What is being asked
Reproduce every one of the records below word for word, leaving out the pictures.

========================

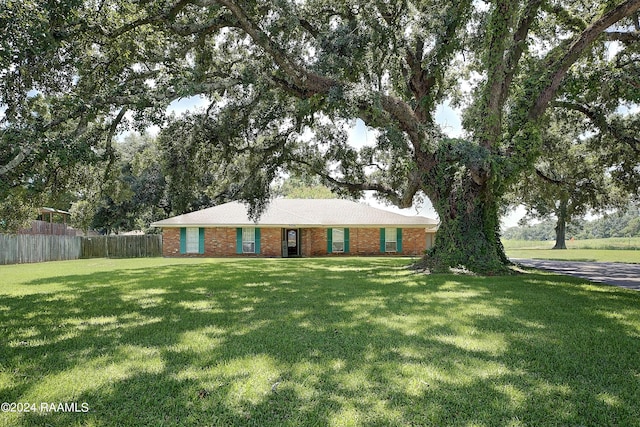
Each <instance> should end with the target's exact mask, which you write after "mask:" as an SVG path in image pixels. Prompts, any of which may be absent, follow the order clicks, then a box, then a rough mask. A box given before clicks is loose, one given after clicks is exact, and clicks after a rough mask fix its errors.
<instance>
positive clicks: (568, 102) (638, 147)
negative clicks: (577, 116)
mask: <svg viewBox="0 0 640 427" xmlns="http://www.w3.org/2000/svg"><path fill="white" fill-rule="evenodd" d="M553 105H554V106H557V107H561V108H567V109H570V110H574V111H578V112H580V113H582V114H584V115H585V116H587V117H588V118H589V120H590V121H591V123H593V124H594V125H595V126H596V127H597V128H598V129H600V131H601V132H604V133H608V134H610V135H611V136H613V137H614V138H616V139H618V140H619V141H621V142H623V143H625V144H626V145H628V146H629V147H630V148H631V149H632V150H633V151H634V152H635V153H636V154H638V155H640V138H637V137H635V136H634V135H633V134H629V133H628V132H627V131H626V130H625V129H623V128H621V127H619V126H616V125H615V124H613V123H611V122H610V121H608V120H607V118H606V116H605V115H604V114H603V113H602V112H600V111H597V110H595V109H592V108H589V107H587V106H585V105H582V104H578V103H575V102H568V101H557V102H554V103H553Z"/></svg>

========================

Response to the task
Each <instance> should end with the target's exact mask, which you write after "mask:" as an SVG path in image pixels. Prompts, any of which may be absent, follow the order clicks, then a box, then a rough mask. A box given before clicks is loose, one given after clicks is exact, and clicks after a rough mask fix its errors.
<instance>
positive clicks: (568, 102) (638, 147)
negative clicks: (577, 116)
mask: <svg viewBox="0 0 640 427" xmlns="http://www.w3.org/2000/svg"><path fill="white" fill-rule="evenodd" d="M553 105H554V106H557V107H561V108H567V109H570V110H574V111H578V112H580V113H582V114H584V115H585V116H587V117H588V118H589V120H590V121H591V123H593V124H594V125H595V126H596V127H597V128H598V129H600V131H601V132H604V133H608V134H610V135H611V136H613V137H614V138H616V139H618V140H619V141H621V142H623V143H625V144H626V145H628V146H629V147H630V148H631V149H632V150H633V151H634V152H635V153H636V154H638V155H640V138H637V137H635V136H634V135H633V134H629V133H628V132H627V131H626V130H625V129H623V128H621V127H619V126H616V125H615V124H613V123H611V122H610V121H608V120H607V118H606V116H605V115H604V114H603V113H602V112H600V111H597V110H595V109H592V108H589V107H587V106H585V105H582V104H578V103H575V102H568V101H557V102H554V103H553Z"/></svg>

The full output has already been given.